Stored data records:
╔══
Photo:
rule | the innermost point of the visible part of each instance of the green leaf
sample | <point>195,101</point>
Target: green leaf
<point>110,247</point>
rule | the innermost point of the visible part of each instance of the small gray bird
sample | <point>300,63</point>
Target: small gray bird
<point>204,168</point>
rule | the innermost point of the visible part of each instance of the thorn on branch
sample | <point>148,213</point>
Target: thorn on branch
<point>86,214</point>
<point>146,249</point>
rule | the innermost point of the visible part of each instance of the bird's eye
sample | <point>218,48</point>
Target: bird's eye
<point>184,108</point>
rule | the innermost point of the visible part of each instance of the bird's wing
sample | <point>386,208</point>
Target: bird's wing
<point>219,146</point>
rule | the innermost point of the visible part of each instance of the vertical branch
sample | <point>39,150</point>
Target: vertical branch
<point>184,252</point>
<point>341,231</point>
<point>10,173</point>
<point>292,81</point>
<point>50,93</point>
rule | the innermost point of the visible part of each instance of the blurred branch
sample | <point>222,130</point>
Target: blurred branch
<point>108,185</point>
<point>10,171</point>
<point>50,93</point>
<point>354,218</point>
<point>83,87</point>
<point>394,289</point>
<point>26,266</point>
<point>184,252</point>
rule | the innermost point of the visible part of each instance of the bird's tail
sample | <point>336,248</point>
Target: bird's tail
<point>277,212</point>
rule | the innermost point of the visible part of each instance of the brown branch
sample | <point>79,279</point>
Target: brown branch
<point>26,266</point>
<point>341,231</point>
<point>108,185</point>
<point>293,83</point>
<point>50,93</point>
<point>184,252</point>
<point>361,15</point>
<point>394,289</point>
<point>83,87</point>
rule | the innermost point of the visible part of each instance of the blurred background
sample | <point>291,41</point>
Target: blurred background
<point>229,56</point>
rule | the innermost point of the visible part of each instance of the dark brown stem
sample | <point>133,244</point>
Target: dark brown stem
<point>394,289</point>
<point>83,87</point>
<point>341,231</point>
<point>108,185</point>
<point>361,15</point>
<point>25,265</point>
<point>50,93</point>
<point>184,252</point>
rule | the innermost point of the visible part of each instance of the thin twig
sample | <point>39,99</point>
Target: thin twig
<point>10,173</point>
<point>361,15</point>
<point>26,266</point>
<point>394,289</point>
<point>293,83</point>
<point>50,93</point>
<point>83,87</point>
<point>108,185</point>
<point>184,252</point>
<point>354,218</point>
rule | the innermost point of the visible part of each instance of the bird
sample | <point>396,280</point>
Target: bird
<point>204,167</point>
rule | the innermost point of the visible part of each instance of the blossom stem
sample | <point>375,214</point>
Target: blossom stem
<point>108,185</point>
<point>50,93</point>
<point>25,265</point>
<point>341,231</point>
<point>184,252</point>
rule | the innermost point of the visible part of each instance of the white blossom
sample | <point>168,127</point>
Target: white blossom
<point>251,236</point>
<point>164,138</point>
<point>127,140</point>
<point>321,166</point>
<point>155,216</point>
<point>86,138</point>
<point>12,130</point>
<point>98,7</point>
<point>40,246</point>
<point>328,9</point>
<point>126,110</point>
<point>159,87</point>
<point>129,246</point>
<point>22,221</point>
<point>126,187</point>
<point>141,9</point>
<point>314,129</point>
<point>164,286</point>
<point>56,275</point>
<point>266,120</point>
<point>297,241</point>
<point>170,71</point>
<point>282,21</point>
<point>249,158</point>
╚══
What this task involves: Convert the items above into a CSV with two columns named text and answer, one row per item. Put each value in a single quoted field, with line breaks replaced by spaces.

Exercise response:
text,answer
"Photo: rule | the innermost point of the visible part of each instance of the green leaf sample | <point>195,101</point> Target: green leaf","<point>110,247</point>"
"rule | the innermost point of the visible part of each instance of the small gray bird sample | <point>300,63</point> Target: small gray bird","<point>204,168</point>"
"rule | the innermost point of the visible part of each instance of the thorn on branch sample | <point>148,213</point> Target: thorn on branch","<point>86,214</point> <point>146,249</point>"
"rule | the innermost point of the visible part of each instance of the bird's eye sample | <point>218,48</point> Target: bird's eye","<point>184,108</point>"
"rule | the innermost point of the visible part of each instance of the bird's wing sample | <point>386,208</point> Target: bird's wing","<point>219,146</point>"
"rule | the innermost point of the visible part of each instance of the vertical branch sample | <point>39,150</point> Target: vertical branch","<point>184,252</point> <point>341,231</point> <point>10,173</point> <point>292,81</point> <point>50,93</point>"
"rule | the innermost point of the visible part of each instance of the blurred branch sample | <point>222,130</point> Target: blurred branch","<point>108,185</point> <point>10,171</point> <point>50,93</point> <point>354,218</point> <point>83,87</point> <point>394,289</point> <point>26,266</point> <point>184,252</point>"
"rule | the innermost point of the visible part of each instance of the bird's tail sample | <point>336,248</point> Target: bird's tail","<point>277,212</point>"
"rule | the innermost point of the visible part of each instance of the brown branch sample | <point>79,279</point> Target: brown branch","<point>26,266</point> <point>341,231</point> <point>108,185</point> <point>293,83</point> <point>50,93</point> <point>184,252</point> <point>361,15</point> <point>394,289</point> <point>83,87</point>"
"rule | the innermost point of the visible part of each instance of the blurred background sample | <point>291,41</point> Target: blurred background","<point>229,56</point>"
"rule | the innermost point of the visible part of each instance of the dark brown stem sample | <point>133,244</point> Target: dark brown stem","<point>394,289</point> <point>83,87</point> <point>341,231</point> <point>108,185</point> <point>361,15</point> <point>25,265</point> <point>50,93</point> <point>184,252</point>"
"rule | the innermost point of the visible part of each instance of the thin twig sample | <point>39,99</point> Target: thin twig","<point>10,173</point> <point>361,15</point> <point>26,266</point> <point>394,289</point> <point>293,83</point> <point>50,93</point> <point>83,87</point> <point>108,185</point> <point>184,252</point> <point>354,218</point>"
"rule | the innermost point of the visible part of each instance of the bird sample | <point>396,280</point> Target: bird","<point>204,167</point>"
"rule | the innermost point of the visible part of each instance of the blossom stem sample | <point>375,214</point> Target: blossom stem","<point>108,185</point> <point>50,93</point> <point>25,265</point> <point>341,231</point> <point>184,252</point>"
"rule | the innermost point of the visible part of each instance of the white blossom sample | <point>168,127</point> Target: white blossom","<point>251,236</point> <point>164,138</point> <point>127,140</point> <point>321,166</point> <point>155,216</point> <point>86,138</point> <point>12,130</point> <point>98,7</point> <point>40,246</point> <point>328,9</point> <point>126,110</point> <point>159,87</point> <point>129,246</point> <point>22,221</point> <point>126,187</point> <point>141,9</point> <point>314,129</point> <point>164,286</point> <point>56,275</point> <point>266,120</point> <point>297,241</point> <point>170,71</point> <point>282,21</point> <point>249,158</point>"